## Listed entries

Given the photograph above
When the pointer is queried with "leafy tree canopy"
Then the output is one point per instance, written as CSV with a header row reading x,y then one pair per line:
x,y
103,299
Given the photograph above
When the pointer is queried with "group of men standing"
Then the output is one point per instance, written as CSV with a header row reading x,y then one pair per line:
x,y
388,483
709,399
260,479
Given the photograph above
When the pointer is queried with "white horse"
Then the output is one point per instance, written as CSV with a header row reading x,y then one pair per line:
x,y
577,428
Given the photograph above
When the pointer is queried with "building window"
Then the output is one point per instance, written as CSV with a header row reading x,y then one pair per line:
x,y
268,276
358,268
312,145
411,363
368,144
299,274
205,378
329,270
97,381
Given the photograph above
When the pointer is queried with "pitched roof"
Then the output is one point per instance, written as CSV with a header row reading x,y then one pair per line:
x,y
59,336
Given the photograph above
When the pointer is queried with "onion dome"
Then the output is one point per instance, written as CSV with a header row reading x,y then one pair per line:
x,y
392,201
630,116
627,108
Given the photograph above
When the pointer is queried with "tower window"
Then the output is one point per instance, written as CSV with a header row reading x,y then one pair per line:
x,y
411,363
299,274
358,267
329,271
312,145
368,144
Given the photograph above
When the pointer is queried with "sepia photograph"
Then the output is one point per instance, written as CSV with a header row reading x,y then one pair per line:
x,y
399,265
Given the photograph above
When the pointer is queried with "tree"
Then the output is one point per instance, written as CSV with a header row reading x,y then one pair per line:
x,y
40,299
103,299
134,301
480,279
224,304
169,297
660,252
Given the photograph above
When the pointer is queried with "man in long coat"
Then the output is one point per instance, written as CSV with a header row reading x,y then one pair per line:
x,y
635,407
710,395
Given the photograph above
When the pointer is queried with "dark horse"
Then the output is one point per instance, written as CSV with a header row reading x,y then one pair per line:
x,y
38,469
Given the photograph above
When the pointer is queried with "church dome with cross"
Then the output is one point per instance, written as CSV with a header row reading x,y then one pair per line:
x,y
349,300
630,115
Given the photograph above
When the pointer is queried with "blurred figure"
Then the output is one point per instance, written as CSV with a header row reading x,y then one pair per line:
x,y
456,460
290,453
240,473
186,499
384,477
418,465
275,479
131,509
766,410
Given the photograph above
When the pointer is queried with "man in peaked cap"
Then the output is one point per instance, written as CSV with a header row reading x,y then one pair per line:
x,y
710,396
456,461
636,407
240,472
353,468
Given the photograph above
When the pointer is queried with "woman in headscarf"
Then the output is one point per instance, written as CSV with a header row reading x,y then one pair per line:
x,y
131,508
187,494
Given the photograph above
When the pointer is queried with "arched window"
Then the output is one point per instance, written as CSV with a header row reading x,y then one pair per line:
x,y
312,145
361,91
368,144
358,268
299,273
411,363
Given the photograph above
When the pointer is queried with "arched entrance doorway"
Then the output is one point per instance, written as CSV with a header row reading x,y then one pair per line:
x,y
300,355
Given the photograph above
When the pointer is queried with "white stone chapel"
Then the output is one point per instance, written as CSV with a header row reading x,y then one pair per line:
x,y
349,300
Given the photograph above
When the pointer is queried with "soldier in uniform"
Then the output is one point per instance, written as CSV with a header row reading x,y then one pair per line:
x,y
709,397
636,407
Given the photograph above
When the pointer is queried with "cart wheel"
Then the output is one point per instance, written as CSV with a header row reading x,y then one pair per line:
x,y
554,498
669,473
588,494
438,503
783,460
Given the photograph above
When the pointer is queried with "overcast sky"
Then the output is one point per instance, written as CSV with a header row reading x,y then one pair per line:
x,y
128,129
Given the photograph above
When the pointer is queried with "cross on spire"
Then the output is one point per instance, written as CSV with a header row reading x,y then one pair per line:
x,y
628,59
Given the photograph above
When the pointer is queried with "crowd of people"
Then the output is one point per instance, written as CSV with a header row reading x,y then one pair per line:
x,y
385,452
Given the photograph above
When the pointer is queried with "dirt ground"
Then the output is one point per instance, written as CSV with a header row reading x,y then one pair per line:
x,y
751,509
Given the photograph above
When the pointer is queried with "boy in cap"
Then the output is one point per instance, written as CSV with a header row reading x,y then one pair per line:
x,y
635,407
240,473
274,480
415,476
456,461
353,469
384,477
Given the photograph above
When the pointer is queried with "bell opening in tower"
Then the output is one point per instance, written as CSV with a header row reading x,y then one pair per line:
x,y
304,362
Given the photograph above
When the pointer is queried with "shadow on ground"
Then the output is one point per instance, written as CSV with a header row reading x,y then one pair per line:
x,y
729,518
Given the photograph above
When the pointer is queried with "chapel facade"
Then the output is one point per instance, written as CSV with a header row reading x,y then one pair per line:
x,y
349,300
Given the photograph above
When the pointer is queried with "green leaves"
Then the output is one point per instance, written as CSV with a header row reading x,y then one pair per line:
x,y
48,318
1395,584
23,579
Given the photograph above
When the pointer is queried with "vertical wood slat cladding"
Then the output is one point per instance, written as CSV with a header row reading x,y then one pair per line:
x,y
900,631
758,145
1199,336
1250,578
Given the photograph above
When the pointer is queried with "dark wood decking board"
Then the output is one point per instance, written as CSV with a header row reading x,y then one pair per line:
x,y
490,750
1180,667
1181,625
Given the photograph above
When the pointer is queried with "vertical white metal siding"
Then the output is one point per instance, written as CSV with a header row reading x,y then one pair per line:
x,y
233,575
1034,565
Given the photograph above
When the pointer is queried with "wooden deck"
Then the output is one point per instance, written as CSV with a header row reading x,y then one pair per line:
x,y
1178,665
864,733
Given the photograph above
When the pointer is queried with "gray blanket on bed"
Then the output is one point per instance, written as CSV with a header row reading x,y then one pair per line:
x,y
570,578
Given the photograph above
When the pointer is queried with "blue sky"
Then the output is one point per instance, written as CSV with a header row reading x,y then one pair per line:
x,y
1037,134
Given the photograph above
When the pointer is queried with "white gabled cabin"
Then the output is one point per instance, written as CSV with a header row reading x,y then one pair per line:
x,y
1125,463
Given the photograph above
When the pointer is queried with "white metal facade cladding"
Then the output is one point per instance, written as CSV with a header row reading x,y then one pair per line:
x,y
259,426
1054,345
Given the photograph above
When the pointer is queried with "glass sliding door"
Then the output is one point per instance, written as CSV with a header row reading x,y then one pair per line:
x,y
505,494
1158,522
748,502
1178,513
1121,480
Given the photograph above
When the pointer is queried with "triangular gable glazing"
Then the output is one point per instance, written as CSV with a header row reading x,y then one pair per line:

## Work task
Every entry above needs to be copied exactly.

## Task output
Given the photograph above
When the pointer is queried with "leafy tree canopy"
Then the output is one point per instance, written as CSV with a header row reading x,y then one pair per line:
x,y
103,299
Given the photograph above
When the pointer is queried with "group of men standing"
Then the output is one point per instance, written as CSV with a header row reading x,y then one pair per line:
x,y
388,483
709,399
260,479
Given the photograph above
When the pointer is queried with "white horse"
Then the output is one point per instance, written as CSV with a header row reading x,y then one pair per line:
x,y
577,428
Given the photograph above
When the pointer is queried with "building window"
Then the output is one point per instance, written as CSV with a header row reading x,y then one pair per line:
x,y
268,276
358,268
312,145
411,363
368,144
299,274
205,378
329,270
97,381
Given the photograph above
When the pointer is queried with "pitched roof"
Then the output is one point per instance, written as CSV with a header row reading x,y then one pair per line:
x,y
59,336
Given the photograph above
When the pointer is queried with "onion dome"
Then the output is one point per instance, written as CSV with a header row reading x,y then one pair per line:
x,y
392,201
630,116
627,108
Given the photograph above
When the pointer is queried with "tower window"
Then the output is one point per instance, written as CSV with a header row reading x,y then one pair per line:
x,y
411,363
299,274
358,267
329,271
312,145
368,144
Given the photograph above
When the pointer is queried with "sepia photograph"
Then the output is one point per instance, written as CSV with a header row reading x,y then one pair per line:
x,y
399,265
Given the photograph above
When the pointer is queried with "tree"
Then the output is one point per instance, written as CSV with a header row reading x,y then one pair per line:
x,y
40,299
103,299
134,301
480,279
224,304
169,297
660,252
Given the photograph above
When the pointer is queried with "man in long coat"
Then the output is one point per instance, written as CSV with a header row reading x,y then one pair per line:
x,y
635,407
710,395
Given the photograph above
When the pointer is queried with "dark horse"
Then the output is one point per instance, written as CSV with a header row reading x,y then one pair per line:
x,y
38,469
Given the photograph above
When the pointer is queried with "church dome with cross"
Then the output is one point per instance, written as CSV with a header row reading x,y then one pair per line:
x,y
349,300
630,115
Given the photograph above
When the pointer is queried with "blurred figure"
Then the output is one point per instance, written as CSV with a header row reading x,y then one pair per line:
x,y
456,460
290,453
240,473
186,499
384,477
418,465
275,479
131,509
766,410
Given the photograph above
When the pointer is queried with "man in peaked cap"
Then the output is one point per instance, written as CSV with a header row reading x,y then one pair per line:
x,y
710,396
456,461
636,407
240,472
353,468
Given the photograph above
When the pointer is queried with "woman in headscarf"
Then the output is one point per instance, written as CSV with a header row reading x,y then one pair per line:
x,y
131,508
187,494
Given the photograph above
When the pointer is queried with "arched window"
Then the output is one point per instance, written as CSV with a header row reading x,y then one pair per line:
x,y
312,145
361,91
368,144
358,268
299,273
411,363
Given the photograph above
When the pointer is queried with "arched entrance doorway"
Then the output is one point per instance, written as CSV with a header row reading x,y then one pair per line:
x,y
300,355
Given the photograph above
When the pointer is queried with "white stone chapel"
Then the output is one point per instance, written as CSV with a header row reading x,y then one pair per line:
x,y
349,300
Given the photograph above
When the pointer is queried with "soldier in uniform"
Then the output is one point per instance, written as CSV with a header row reading x,y then one pair per line:
x,y
709,397
636,407
Given the photograph above
When the pointer is queried with "cart wheel"
Then the output is one point per instance, written as CSV with a header row reading x,y then one pair per line:
x,y
554,498
669,473
588,494
438,503
783,460
Given the photograph above
When the pointer is queried with "overcast sky"
Then the output is one point per instance, written as CSV with a header row reading x,y then one pair per line:
x,y
128,129
Given the photograph above
When the pointer is queried with "cross on spire"
Then the output is one point per instance, written as CSV with a header row reading x,y then one pair per line:
x,y
628,59
Given the photograph above
When the pointer is queried with "crowd of people"
Then the output is one point per instance, written as CSV with a header row reading x,y then one pair per line:
x,y
385,452
Given the photograph above
When the pointer is queried with "dirt ground"
Then the output is one point per instance, written as CSV with a header row reading x,y then one pair per line:
x,y
751,509
Given the photograph above
When the pointer is queried with "boy in cap"
Then the output is one point per instance, written as CSV with a header row reading x,y then one pair per line:
x,y
635,407
240,473
274,480
415,476
456,461
353,469
384,477
Given the photograph above
When the pointer is queried with "bell opening in tower"
Then the output is one point per instance, written as CSV with a header row reading x,y then one pair per line:
x,y
304,362
Given the photograph above
When the pointer is queried with "shadow on ground"
Then the output is one point per instance, written as CSV with a header row reading x,y then one pair per line:
x,y
729,518
Given the photograph above
When the pointer is queried with "chapel facade"
Then the output is one point per instance, written as CSV with a header row reading x,y then one pair per line:
x,y
349,300
Given the photograph above
When the pointer is queried with "green leaves"
Then the output is one point per instance, written as CSV with a header row reading x,y then one pair per line:
x,y
48,318
1395,584
23,579
Given the photograph above
When the pointer is queried with "vertical wood slat cladding"
Then the output is one point per instance, written as CSV with a header row reading x,y then one pair per line:
x,y
900,631
758,145
1199,336
1250,578
Given the photograph above
When the pointer is queried with "dark wood decking board"
Then the output is one point per instance, written as CSV with a header row reading x,y then one pair per line:
x,y
490,750
1180,667
1181,625
Given the photograph above
When the pointer is queried with "vertical white metal siding"
Then the output is one point per instance, written as CSV with a header row reading x,y then one pair per line:
x,y
233,575
1034,565
Given the photograph above
When the pointer is queried with "wooden deck"
Then the output is one point per instance, written as CSV with a header row reading x,y then one pair per line:
x,y
1178,665
864,733
Given the photograph above
When the pointer is queried with "gray blanket on bed"
Then the output is one point per instance, written as CSV with a header row reading x,y then one pair per line:
x,y
570,578
Given the photograph above
When the pointer is queried with "blue sky"
Then the output is one point per instance, written as CSV with a header row reading x,y then one pair per line:
x,y
1037,134
Given the photograph above
When the pointer is queried with "white gabled cabin"
Then the output is one point per instance, written as CSV with a header row reading x,y then one pair per line:
x,y
1125,463
Given the photograph above
When the pointer is queried with "white metal facade cladding"
Then the output is one point per instance, written as CSV with a header row reading x,y then one pair per line:
x,y
259,426
1054,345
Given the photograph above
When the pointer is queried with "glass sliding door"
Then the output is one point per instance, written as CSV with a header row reading x,y then one pair per line:
x,y
505,494
1158,522
748,502
1178,513
1121,480
Given the photograph above
When the pointer is queried with "triangular gable glazing"
Then the output is one point per instance, written as CSV with a header row reading x,y then one pair per line:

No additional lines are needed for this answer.